## What is expected:
Continue the forum thread about using an OR in a regex without capturing, picking up right after its last line.

131

I'm using rubular.com to build my regex, and their documentation describes the following:

(...)   Capture everything enclosed
(a|b)   a or b

How can I use an OR expression without capturing what's in it? For example, say I want to capture either "ac" or "bc". I can't use the regex

(a|b)(c)

right? Since then I capture either "a" or "b" in one group and "c" in another, not the same. I know I can filter through the captured results, but that seems like more work...

Am I missing something obvious? I'm using this in Java, if that is pertinent.

gblomqvist
  • 102
  • 1
  • 1
  • 11
goggin13
  • 6,996
  • 6
  • 26
  • 43

4 Answers4

212

Depending on the regular expression implementation you can use so called non-capturing groups with the syntax (?:…):

((?:a|b)c)

## Extracted data:
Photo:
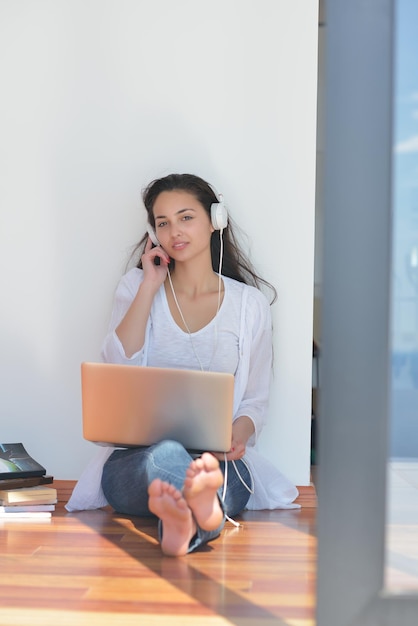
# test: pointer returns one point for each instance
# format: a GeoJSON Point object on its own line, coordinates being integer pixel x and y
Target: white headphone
{"type": "Point", "coordinates": [219, 214]}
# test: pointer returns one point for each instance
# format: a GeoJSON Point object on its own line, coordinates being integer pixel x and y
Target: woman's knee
{"type": "Point", "coordinates": [168, 449]}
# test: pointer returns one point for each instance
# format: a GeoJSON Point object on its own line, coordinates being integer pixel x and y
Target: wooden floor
{"type": "Point", "coordinates": [100, 568]}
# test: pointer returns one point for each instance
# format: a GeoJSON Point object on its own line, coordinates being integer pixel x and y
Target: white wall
{"type": "Point", "coordinates": [101, 96]}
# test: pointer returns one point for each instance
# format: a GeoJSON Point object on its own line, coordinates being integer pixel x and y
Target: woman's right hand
{"type": "Point", "coordinates": [153, 272]}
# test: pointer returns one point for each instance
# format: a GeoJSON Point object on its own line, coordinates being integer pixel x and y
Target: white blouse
{"type": "Point", "coordinates": [242, 336]}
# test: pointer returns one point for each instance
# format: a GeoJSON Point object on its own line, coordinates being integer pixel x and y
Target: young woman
{"type": "Point", "coordinates": [194, 302]}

## Answer:
Here (?:a|b) is a group but you cannot reference its match. So you can only reference the match of ((?:a|b)c) that is either ac or bc.

Gumbo
  • 594,236
  • 102
  • 740
  • 814
  • that did it! Thanks for the super fast response. I will accept after the time limit (which I didn't know existed) expires. – goggin13 Jul 31 '10 at 15:49
  • 4
    I thought the idea was not to capture the `a` or `b` at all. In other words, to *match* `ac` or `bc`, but only *capture* the `c`: `(?:a|b)(c)` – Alan Moore Jul 31 '10 at 21:16
  • 1
    @AlanMoore Is it possible to capture one and not the other in the or statement? So I'm looking for the pattern `ac` or `ab`, but I want to output `ab` if `ab` and only 'c' is output is 'ac'. – Moondra Aug 03 '17 at 21:12
27

If your implementation has it, then you can use non-capturing parentheses:

(?:a|b)
Marc Mutz - mmutz
  • 22,883
  • 10
  • 72
  • 86
  • @mmutz Thanks for the fast response! I wish I could accept both answers, that was just what I was looking for – goggin13 Jul 31 '10 at 15:50
4

If your OR alternatives are all single characters - you can just use "character set" operator:

([ab]c)

it will only match ac or bc and it's more readable.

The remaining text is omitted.